9.12.05

"Laicidade e liberdade religiosa"

por Esther Mucznik

A recente polémica sobre os crucifixos nas escolas levanta uma questão interessante: por que razão não se ouve uma única voz representativa das confissões não católicas no coro exigindo a retirada desses símbolos? Será por medo? Pelo hábito ancestral do silêncio? Por solidariedade institucional? Ou será porque estão de acordo com a presença desses símbolos religiosos?

Sem obviamente pretender falar em nome de ninguém, acho que não é por nenhuma destas razões. Mais simplesmente eu diria que o "combate" de uma associação como a Associação República e Laicidade - que denunciou a existência de crucifixos em determinadas escolas - não é o mesmo do das confissões não católicas, que na sua maioria não se revêem no "militantismo" laico que se dedica a esquadrinhar o país à caça de símbolos católicos para os erradicar do espaço público.

• O que fazer
Retome o texto sobre laicidade e liberdade religiosa a partir do ponto em que termina. As linhas abaixo provêm de outra fonte.

Dados de anotação da localização de objetos

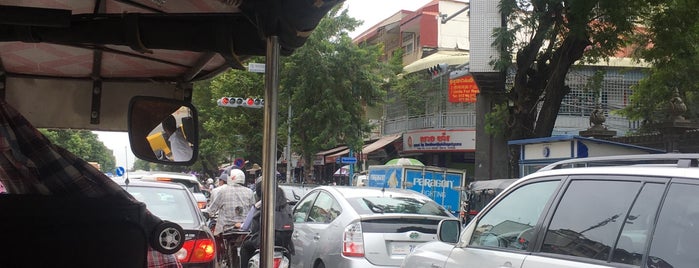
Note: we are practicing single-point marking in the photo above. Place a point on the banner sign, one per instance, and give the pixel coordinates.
(463, 89)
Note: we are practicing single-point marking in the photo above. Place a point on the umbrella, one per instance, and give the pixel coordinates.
(405, 161)
(343, 171)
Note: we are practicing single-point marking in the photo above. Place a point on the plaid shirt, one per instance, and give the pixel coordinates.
(232, 204)
(30, 164)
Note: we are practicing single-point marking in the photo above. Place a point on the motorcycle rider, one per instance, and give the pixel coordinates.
(282, 236)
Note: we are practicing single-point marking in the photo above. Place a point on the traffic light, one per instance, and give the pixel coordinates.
(254, 103)
(240, 102)
(438, 70)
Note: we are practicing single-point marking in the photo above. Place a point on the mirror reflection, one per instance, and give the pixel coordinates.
(163, 130)
(169, 139)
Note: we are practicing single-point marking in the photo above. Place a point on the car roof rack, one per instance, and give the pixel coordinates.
(670, 159)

• Resultado da tarefa
Gostaria de dizer com toda a clareza que, de uma forma geral, não sou favorável à proliferação desses ou de outros símbolos religiosos nos edifícios públicos. Liberdade religiosa e liberdade de manifestação religiosa nem sempre coincidem e há momentos em que determinadas manifestações religiosas podem colidir com a liberdade religiosa alheia. Mas não faço disto uma questão principal e decisiva e acredito que, mais do que a legislação, é o bom senso que deve prevalecer, equilibrando sem dramas as regras decorrentes do estatuto de Estado não confessional, por um lado, o costume e as tradições, por outro. Se o consenso de pais e alunos de uma determinada escola for no sentido de porem o crucifixo, sinceramente não vejo qualquer problema.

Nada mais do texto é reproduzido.